Items from a labeling collection –
((

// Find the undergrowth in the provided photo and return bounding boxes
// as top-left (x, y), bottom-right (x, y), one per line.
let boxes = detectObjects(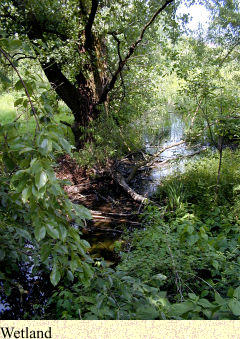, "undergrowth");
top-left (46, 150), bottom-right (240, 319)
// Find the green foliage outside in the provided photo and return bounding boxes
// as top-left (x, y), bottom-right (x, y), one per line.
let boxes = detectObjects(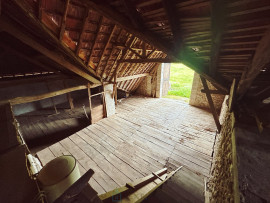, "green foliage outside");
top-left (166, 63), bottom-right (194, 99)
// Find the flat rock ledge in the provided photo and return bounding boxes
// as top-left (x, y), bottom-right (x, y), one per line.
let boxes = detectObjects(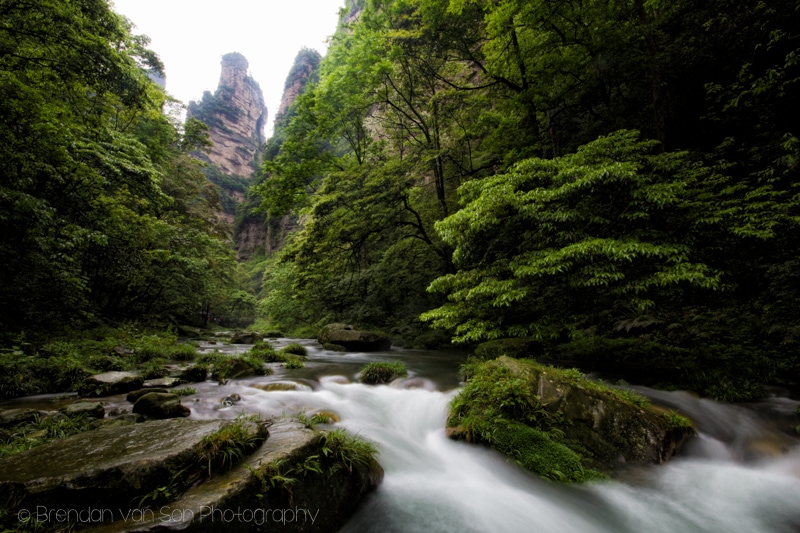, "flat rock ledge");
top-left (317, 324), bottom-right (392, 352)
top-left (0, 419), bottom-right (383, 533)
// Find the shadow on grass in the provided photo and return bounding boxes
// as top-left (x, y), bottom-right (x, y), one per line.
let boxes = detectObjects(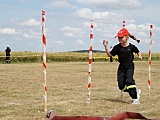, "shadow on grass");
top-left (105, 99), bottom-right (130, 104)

))
((

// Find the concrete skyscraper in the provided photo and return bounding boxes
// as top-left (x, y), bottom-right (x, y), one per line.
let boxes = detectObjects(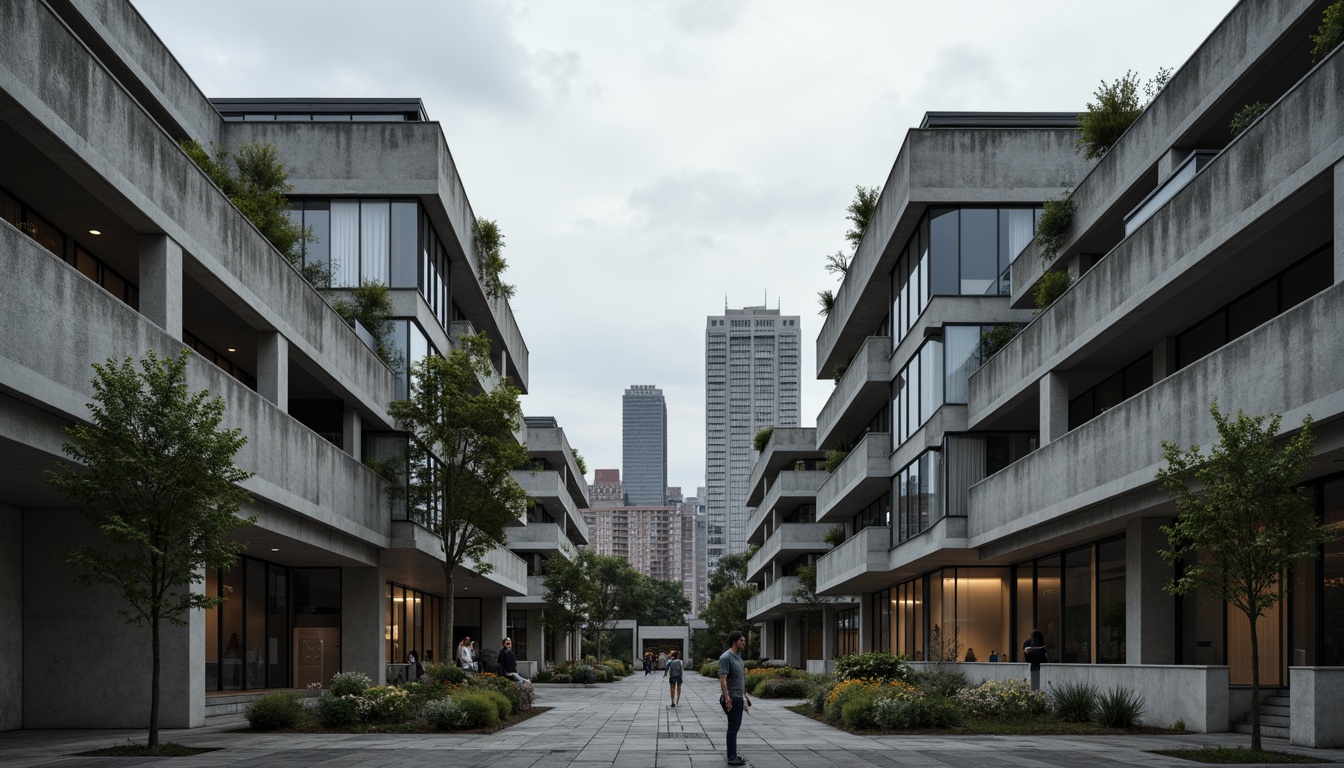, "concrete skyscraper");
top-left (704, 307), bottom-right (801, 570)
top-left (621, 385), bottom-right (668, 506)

))

Select every line in the entries that contains the word "provided", and copy each one in full.

// Find the undergrowth in the provided photo and return bounding boxes
// Find the green foliage outside in the provided photo and return bounding boxes
// Find the flat rock ledge in the provided photo and return bounding boxes
// Find the shadow on grass in the provided photo and return bounding boxes
// Find the concrete skyscraper in the provided photo and return bounding boxes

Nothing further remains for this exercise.